> _REQUIREMENTS_
Copy the lines word for word, starting at the line that contains "task: segment the weathered wood grain" and ending at the last of the lines below.

• • • • • • •

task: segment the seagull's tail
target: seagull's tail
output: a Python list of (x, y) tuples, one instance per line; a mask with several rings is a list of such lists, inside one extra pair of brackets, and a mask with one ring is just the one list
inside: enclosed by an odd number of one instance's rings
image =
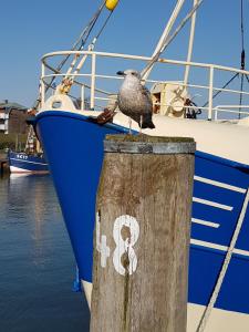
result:
[(152, 122), (152, 115), (151, 114), (148, 116), (143, 116), (142, 128), (151, 128), (151, 129), (155, 128), (155, 125)]

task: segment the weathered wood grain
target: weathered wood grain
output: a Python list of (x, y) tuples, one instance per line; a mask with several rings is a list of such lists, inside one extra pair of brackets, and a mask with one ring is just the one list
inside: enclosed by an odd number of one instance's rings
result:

• • • • • • •

> _COMPLETE ANSWER_
task: segment the weathered wood grain
target: weathered wood grain
output: a Python list of (x, y) tuples, one instance per line; a mask with several rings is a list of such lists, inside one extra pair of brackets, and a mask with one ring is just the one list
inside: enclosed by an odd number of one instance's rings
result:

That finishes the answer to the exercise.